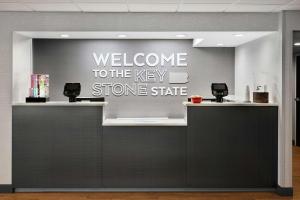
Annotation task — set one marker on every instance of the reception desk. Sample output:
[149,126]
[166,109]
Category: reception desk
[64,146]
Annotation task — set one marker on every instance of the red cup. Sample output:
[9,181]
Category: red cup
[196,99]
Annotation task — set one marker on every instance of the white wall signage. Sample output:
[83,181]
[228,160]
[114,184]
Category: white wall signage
[148,71]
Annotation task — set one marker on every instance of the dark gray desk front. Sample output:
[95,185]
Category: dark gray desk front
[67,147]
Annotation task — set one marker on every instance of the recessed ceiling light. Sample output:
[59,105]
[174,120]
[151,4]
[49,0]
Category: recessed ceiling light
[64,35]
[197,41]
[238,35]
[297,44]
[180,35]
[122,36]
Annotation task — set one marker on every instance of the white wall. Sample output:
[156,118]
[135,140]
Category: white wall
[260,63]
[290,22]
[47,21]
[22,67]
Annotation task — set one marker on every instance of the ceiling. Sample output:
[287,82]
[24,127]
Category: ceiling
[150,5]
[200,39]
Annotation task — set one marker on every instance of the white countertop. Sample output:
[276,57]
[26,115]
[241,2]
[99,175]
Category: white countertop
[61,103]
[208,103]
[159,121]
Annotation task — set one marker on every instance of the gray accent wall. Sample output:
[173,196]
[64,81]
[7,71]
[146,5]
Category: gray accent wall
[55,21]
[67,60]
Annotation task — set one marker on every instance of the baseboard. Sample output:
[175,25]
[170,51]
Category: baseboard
[6,188]
[284,191]
[145,190]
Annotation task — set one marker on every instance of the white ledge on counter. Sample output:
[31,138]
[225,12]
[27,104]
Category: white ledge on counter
[208,103]
[61,103]
[159,121]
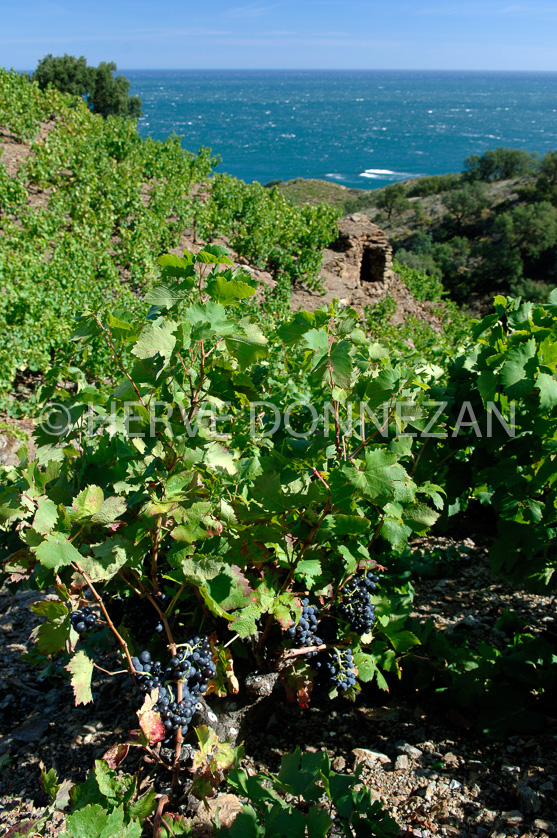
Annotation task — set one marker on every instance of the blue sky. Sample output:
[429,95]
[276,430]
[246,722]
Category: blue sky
[284,34]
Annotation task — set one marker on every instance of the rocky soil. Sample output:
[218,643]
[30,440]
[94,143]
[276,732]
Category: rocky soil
[434,772]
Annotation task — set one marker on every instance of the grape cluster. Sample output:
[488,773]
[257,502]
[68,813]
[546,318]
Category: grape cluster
[304,631]
[193,667]
[355,605]
[83,620]
[339,669]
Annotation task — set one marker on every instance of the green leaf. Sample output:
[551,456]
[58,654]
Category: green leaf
[93,821]
[246,825]
[88,502]
[180,266]
[547,385]
[294,330]
[143,806]
[420,518]
[195,525]
[318,822]
[214,254]
[56,551]
[156,338]
[487,385]
[382,478]
[81,669]
[516,375]
[366,666]
[228,292]
[247,345]
[49,779]
[402,641]
[45,516]
[168,295]
[109,557]
[111,509]
[341,363]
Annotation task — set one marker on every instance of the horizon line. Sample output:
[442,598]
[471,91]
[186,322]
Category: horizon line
[316,70]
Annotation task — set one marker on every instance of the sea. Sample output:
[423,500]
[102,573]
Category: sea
[362,129]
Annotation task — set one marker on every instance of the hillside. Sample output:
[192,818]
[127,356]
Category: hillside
[490,229]
[87,207]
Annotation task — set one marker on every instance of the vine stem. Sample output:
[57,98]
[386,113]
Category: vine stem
[155,556]
[157,820]
[296,653]
[112,627]
[179,686]
[118,360]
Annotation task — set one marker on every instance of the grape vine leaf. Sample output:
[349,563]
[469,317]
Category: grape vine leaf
[248,344]
[94,821]
[420,518]
[179,266]
[45,516]
[156,338]
[168,295]
[228,291]
[547,385]
[111,509]
[366,666]
[81,669]
[87,503]
[56,551]
[150,720]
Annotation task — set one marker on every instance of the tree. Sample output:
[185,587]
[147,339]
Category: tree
[467,203]
[546,184]
[393,199]
[104,92]
[499,164]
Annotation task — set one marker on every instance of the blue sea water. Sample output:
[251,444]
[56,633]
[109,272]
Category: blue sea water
[359,128]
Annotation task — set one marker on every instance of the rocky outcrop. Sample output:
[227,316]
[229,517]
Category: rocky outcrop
[358,271]
[361,254]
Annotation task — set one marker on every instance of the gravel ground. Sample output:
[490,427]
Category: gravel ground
[434,773]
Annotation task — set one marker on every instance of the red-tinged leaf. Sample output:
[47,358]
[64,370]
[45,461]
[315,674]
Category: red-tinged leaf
[136,738]
[19,829]
[116,754]
[81,669]
[225,680]
[150,720]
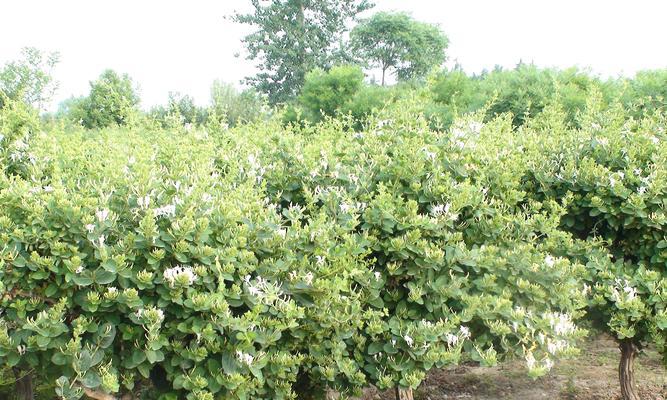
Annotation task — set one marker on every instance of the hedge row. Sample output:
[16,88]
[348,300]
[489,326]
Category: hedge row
[279,263]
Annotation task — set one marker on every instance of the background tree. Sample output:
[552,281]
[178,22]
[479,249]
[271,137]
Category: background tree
[324,93]
[112,99]
[30,79]
[234,106]
[395,40]
[294,37]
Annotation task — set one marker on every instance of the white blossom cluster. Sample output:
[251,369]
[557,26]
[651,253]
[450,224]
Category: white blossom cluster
[244,358]
[264,290]
[184,275]
[102,215]
[623,291]
[444,210]
[307,278]
[166,211]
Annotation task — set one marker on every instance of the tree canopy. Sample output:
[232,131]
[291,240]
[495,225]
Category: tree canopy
[396,41]
[29,79]
[294,37]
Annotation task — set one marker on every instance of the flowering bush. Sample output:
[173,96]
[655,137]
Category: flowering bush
[272,263]
[613,172]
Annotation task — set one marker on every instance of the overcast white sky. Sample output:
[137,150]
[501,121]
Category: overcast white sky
[168,45]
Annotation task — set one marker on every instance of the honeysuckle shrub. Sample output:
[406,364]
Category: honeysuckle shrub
[271,262]
[614,170]
[451,239]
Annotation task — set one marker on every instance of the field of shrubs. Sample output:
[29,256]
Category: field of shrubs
[295,259]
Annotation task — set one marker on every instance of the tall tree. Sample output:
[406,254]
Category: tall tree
[294,37]
[395,40]
[30,79]
[112,100]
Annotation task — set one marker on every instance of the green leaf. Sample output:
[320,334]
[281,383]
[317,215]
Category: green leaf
[104,277]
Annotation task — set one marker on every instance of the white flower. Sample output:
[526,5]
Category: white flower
[180,273]
[144,202]
[102,215]
[555,347]
[452,340]
[465,332]
[549,260]
[630,292]
[475,127]
[244,358]
[169,211]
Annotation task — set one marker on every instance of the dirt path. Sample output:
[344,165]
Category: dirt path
[593,376]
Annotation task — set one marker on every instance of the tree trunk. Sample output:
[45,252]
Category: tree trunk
[404,394]
[23,385]
[626,372]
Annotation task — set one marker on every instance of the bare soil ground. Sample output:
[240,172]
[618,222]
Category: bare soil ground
[592,376]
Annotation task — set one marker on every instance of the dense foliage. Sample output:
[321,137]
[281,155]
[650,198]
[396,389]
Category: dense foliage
[267,262]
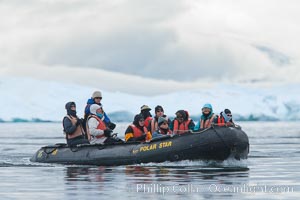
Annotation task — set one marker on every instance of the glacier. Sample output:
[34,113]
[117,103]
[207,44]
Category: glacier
[32,100]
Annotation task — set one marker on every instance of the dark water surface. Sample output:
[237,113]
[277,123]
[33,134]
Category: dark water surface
[271,171]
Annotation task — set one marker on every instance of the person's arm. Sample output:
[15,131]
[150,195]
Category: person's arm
[106,118]
[197,127]
[191,125]
[129,134]
[93,124]
[69,128]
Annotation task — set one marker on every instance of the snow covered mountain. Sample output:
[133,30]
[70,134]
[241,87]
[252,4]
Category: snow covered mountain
[24,99]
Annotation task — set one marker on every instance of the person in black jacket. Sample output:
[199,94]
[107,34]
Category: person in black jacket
[73,126]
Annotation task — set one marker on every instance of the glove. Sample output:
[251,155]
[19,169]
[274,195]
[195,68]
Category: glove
[107,132]
[143,137]
[79,121]
[111,125]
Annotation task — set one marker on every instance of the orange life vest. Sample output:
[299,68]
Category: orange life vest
[101,125]
[138,132]
[79,130]
[181,128]
[147,121]
[207,123]
[221,121]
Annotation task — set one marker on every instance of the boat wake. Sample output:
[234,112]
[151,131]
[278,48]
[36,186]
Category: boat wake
[230,163]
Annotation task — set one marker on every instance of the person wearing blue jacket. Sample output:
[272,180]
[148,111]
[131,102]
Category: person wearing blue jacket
[206,118]
[96,99]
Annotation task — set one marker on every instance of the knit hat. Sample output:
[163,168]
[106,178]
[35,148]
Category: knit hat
[181,113]
[207,105]
[94,108]
[161,120]
[227,111]
[96,94]
[69,105]
[158,107]
[145,107]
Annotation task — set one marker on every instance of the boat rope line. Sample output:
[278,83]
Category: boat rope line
[222,139]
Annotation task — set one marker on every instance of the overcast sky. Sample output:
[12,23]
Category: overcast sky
[186,42]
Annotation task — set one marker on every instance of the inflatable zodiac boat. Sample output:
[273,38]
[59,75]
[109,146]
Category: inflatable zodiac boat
[215,143]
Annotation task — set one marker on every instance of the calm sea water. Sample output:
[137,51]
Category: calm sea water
[271,171]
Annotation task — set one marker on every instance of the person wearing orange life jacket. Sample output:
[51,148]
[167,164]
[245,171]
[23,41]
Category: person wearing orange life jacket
[96,127]
[73,126]
[224,119]
[163,127]
[145,111]
[206,118]
[137,131]
[159,112]
[182,123]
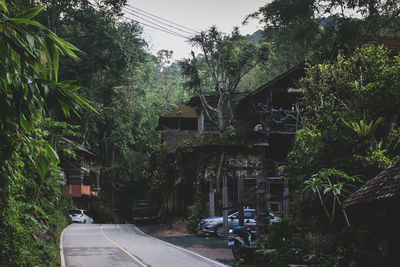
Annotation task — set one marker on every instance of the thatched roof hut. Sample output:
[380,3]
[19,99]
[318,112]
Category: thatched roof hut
[382,188]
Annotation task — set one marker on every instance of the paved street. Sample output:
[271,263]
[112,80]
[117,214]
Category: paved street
[122,245]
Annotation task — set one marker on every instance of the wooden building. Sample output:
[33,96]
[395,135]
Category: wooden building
[265,122]
[82,176]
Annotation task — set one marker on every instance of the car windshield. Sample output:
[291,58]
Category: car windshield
[74,212]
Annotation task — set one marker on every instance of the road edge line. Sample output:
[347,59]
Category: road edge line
[181,248]
[61,249]
[121,248]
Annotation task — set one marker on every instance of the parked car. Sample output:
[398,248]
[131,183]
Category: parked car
[214,225]
[80,216]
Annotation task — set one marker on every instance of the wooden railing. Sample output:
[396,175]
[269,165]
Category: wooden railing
[76,190]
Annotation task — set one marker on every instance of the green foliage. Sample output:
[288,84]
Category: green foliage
[221,66]
[33,210]
[349,135]
[283,244]
[195,215]
[331,184]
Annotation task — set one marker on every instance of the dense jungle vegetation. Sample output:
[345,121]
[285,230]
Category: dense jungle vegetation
[73,68]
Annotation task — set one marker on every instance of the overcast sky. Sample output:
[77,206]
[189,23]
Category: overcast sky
[193,14]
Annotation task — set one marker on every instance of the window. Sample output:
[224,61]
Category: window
[275,207]
[249,215]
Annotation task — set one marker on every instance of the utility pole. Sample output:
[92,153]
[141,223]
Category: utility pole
[225,202]
[211,197]
[240,186]
[112,182]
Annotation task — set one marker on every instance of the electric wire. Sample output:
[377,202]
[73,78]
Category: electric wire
[159,27]
[141,13]
[148,13]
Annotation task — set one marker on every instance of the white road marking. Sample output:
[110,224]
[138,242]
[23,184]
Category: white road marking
[121,248]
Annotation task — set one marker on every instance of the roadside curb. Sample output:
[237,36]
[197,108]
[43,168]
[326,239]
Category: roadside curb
[183,249]
[61,249]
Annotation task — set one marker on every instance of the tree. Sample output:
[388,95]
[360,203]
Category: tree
[31,201]
[225,59]
[349,135]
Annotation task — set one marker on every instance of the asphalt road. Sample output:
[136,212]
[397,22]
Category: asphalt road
[98,245]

+ + + + +

* Aim of the exercise
What are the lines from the one with "the wooden building." through the last line of the records above? Quote them exactly and add nothing.

* Output for this task
Annotation task — set one marker on every instance of the wooden building. Sample output:
[33,96]
[395,135]
Category: wooden building
[265,122]
[82,176]
Annotation task — set one marker on every instance of the car windshield. Sample output:
[291,58]
Category: car windshield
[74,212]
Annotation task — set one marker on every instance of the road edge line. Sample output:
[347,59]
Category: road edge line
[181,248]
[61,249]
[121,248]
Annotation task — set one marker on every instance of the parked car. Sample output:
[398,248]
[131,183]
Category: parked car
[214,225]
[80,216]
Annotation task — set one marker on every instance of the wooden railing. Sample output:
[396,175]
[269,165]
Category: wooden railing
[76,190]
Annotation task — set one marker on every instance of the green foliage. Sample output:
[288,84]
Category: green foliage
[221,66]
[33,210]
[349,135]
[283,244]
[195,215]
[331,184]
Annotation task — set one marker on every instance of the dense jungle vegetation. Sample output:
[345,121]
[285,230]
Category: dense jungle vegetation
[73,68]
Annotation task — set one marker on every instance of the overcast sky. Sample output:
[77,206]
[189,23]
Category: overcast sky
[193,14]
Annotation task — set one marker on every instance of the window. Sample output:
[224,61]
Category: window
[275,207]
[249,215]
Annotation task — set one marker on every instance of the utility pole. Sample output:
[92,153]
[141,223]
Category: utility pole
[225,202]
[211,197]
[240,186]
[112,182]
Annotation task — set one marker on every instance of the electric wire. Sample output:
[377,202]
[73,78]
Category: electric wire
[159,27]
[141,13]
[148,13]
Annotation task — set one marker on every instance of the white road marking. Sample output:
[110,224]
[138,242]
[23,184]
Category: white road marking
[121,248]
Annotation task — set one marker on every instance of the roadside curb. Sample output:
[237,36]
[197,108]
[43,168]
[326,239]
Category: roadside curb
[183,249]
[61,249]
Annotation task — set one marker on every instance of the tree. Sample output:
[388,95]
[360,203]
Category: tree
[31,201]
[225,59]
[349,135]
Annotation task — set one marker on every instance of the asphalt road. Sample output:
[136,212]
[397,22]
Category: asphalt road
[98,245]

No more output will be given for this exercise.